TRECHO DO DOCUMENTO »
========
Ele busca mostrar, de um lado, estudos que esmiúçam os riscos do consumo de aparelhos como celulares e tablets para um cérebro em desenvolvimento, e, de outro, os benefícios do hábito da leitura como forma de treinar a cognição, que não apenas traz bons resultados no desempenho escolar, mas estimula a inteligência emocional, como a capacidade de entender a si mesmo e aos outros.
Fiquei furioso ao perceber a enorme lacuna entre o que a literatura científica dizia sobre o impacto das telas e as informações imprecisas difundidas na mídia.
MICHEL DESMURGET
Confira a entrevista:
Por que você decidiu estudar o impacto do uso de telas nas crianças?
Este é um problema de saúde pública. Como neurofisiologista, sei que o desenvolvimento do cérebro depende de como ele é "alimentado". Fiquei furioso ao perceber a enorme lacuna entre o que a literatura científica dizia sobre o impacto das telas e as informações imprecisas difundidas na mídia.
Há alguns anos, videogames violentos eram exaltados, e redes sociais eram vistas como benéficas para o aprendizado. A discrepância era absurda. Não sabemos tudo, mas sabemos bastante, e o que estava sendo propagado não correspondia às evidências científicas.
Felizmente, as pessoas estão mais conscientes, pois os efeitos começaram a ficar visíveis – como aconteceu com a mudança climática. No início, muitos ignoravam o problema, mas, diante de imagens como as do Mont Blanc perdendo gelo após séculos, a realidade se impôs. O mesmo ocorre com as telas: o discurso otimista está desmoronando diante dos fatos.
Quais os desafios ao educar crianças em uma sociedade cujo uso da inteligência artificial é crescente?
O problema das telas segue a mesma lógica. Quando damos um tablet a uma criança ou adolescente, esperamos que seja usado para algo produtivo, como leitura ou aprendizado. Mas todos os estudos mostram que isso raramente acontece. Em vez disso, passam horas assistindo a vídeos no TikTok, Netflix ou jogando games violentos.
========
TAREFA 1 » Na entrevista sobre telas, a crescente conscientização sobre os efeitos das telas é comparada a que fenômeno?
TAREFA 2 » Por favor, reproduza da entrevista sobre telas o trecho que começa em "Felizmente, as pessoas" e segue até "artificial é crescente?".

DADOS FORNECIDOS »
========
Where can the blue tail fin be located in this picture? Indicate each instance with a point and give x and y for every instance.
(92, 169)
========
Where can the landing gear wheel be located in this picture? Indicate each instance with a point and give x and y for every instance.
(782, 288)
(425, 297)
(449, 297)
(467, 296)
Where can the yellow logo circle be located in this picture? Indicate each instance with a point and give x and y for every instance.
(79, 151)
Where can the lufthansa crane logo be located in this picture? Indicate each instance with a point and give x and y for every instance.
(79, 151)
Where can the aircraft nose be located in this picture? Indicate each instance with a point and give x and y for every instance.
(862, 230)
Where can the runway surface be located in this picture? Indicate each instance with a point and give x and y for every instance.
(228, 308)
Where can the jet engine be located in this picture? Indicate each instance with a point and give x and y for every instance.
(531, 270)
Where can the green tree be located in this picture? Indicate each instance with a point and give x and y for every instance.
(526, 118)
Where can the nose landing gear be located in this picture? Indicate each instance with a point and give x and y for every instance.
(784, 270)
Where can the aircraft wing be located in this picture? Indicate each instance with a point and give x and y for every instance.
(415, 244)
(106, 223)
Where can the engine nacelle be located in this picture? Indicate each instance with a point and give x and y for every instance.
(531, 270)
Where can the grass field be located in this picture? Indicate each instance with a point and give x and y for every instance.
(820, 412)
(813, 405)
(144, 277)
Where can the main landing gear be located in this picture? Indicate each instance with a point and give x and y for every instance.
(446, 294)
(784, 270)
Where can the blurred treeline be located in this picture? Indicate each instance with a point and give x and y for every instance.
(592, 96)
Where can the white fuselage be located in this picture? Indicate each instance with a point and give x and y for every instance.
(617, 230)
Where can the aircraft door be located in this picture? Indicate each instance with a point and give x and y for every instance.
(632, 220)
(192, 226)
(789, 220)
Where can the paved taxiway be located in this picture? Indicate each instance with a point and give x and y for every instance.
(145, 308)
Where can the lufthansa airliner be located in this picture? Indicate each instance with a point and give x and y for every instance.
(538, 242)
========
SOLUÇÃO DA TAREFA 1 » À mudança climática.

SOLUÇÃO DA TAREFA 2 »
Felizmente, as pessoas estão mais conscientes, pois os efeitos começaram a ficar visíveis – como aconteceu com a mudança climática. No início, muitos ignoravam o problema, mas, diante de imagens como as do Mont Blanc perdendo gelo após séculos, a realidade se impôs. O mesmo ocorre com as telas: o discurso otimista está desmoronando diante dos fatos.
Quais os desafios ao educar crianças em uma sociedade cujo uso da inteligência artificial é crescente?